▶ **Excerpt**
+++++

The Evolution of Cities

Michael Batty
Centre for Advanced Spatial Analysis, University College London, 1-19 Torrington Place, London WClE 6BT, United Kingdom

Abstract
One hundred years ago, the father of modern British town planning, Patrick Geddes, produced the first draft of his influential work which he ultimately titled Cities in Evolution. In fact, although he followed the prevalent mood of the times which had begun to generalise Darwinism to the social realm, his work and that of others like him who followed such as Lewis Mumford, phrased their explanations and their plans for urban structure in much more static ways. The idea that cities are composed of very rapid, indeed volatile change, of continual and surprising innovations, has only very recently emerged as a predominant concern, due perhaps to the period of rapid change brought about through the genesis of computers and kindred technologies. One hundred years ago, the rapid urban change of the early industrial revolution had already quietened, and the idea of cities in equilibrium rather than evolution had taken hold.

For the first time, we not only have computational techniques which help us to conceive urban dynamics but there is widespread agreement that cities are systems which are far from equilibrium, that cities develop through the positive accumulation or feedback of many seemingly random events most of which never fire but some of which generate surprising and novel changes, discontinuities and bifurcations. These events take place at the very local or micro scale and the patterns that result at more macro levels are ordered in a way that suggests that the mechanisms of local development coordinate themselves in subtle ways whose form is communicated through different spatial and temporal scales, reflected in geometrical as well as social constraints on what is possible. Moreover the patterns that result are often scale invariant, fractal, suggesting that urban morphology is built from self-similar processes operating at the most local scale (Batty, 1995).

+++++

▶ **Required work**
**1)** In the abstract on the evolution of cities, what title did Patrick Geddes ultimately give to his influential work?
**2)** Carry the abstract on the evolution of cities forward from its final sentence.

[Entries taken from a collection]
+++++

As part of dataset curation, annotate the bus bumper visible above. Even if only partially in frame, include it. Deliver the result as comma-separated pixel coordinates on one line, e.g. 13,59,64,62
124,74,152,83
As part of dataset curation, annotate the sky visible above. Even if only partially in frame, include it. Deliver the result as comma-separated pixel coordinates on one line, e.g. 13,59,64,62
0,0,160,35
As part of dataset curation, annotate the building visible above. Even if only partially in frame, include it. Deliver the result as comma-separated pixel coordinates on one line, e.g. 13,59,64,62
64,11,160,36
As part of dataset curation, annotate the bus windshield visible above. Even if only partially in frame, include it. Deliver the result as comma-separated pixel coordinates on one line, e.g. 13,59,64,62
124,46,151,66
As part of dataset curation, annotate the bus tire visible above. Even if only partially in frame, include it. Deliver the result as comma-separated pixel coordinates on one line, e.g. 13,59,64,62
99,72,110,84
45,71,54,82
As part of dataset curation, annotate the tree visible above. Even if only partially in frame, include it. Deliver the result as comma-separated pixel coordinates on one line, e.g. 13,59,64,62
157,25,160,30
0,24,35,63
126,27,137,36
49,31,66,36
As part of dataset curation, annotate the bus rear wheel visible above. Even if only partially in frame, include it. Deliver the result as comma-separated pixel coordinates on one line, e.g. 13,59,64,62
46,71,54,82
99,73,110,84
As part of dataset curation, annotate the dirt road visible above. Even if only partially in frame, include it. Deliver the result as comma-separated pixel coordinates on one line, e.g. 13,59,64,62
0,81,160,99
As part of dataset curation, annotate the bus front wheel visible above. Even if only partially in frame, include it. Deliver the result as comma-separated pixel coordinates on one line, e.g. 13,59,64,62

+++++

▶ **Expected responses**
**1)** Cities in Evolution

**2)**
In this paper, we suggest and demonstrate a class of dynamic models of urban development which are built around these notions. The models are operationalised as cellular automata whose processes of development are entirely local in the neighbourhood sense. Development is the product of local transitions, positive feedback in which cells grow or decay according to their existing size, and random innovations which continue to 'bubble' throughout the urban space. This is how we conceptualise the 'potential' for urban development - the demand side of the model. What actually gets developed - the supply side - depends upon a much more limited transformation of the potential for development into actual development, with actual development then interacting with the potential. These models can thus be conceived as the interaction between a rapidly changing, indeed volatile potential surface, and actual development which is much smoother. These are the two faces of urban change which in the past, we would argue, have been confused in articulating urban structure and dynamics (Batty & Howes, 1996).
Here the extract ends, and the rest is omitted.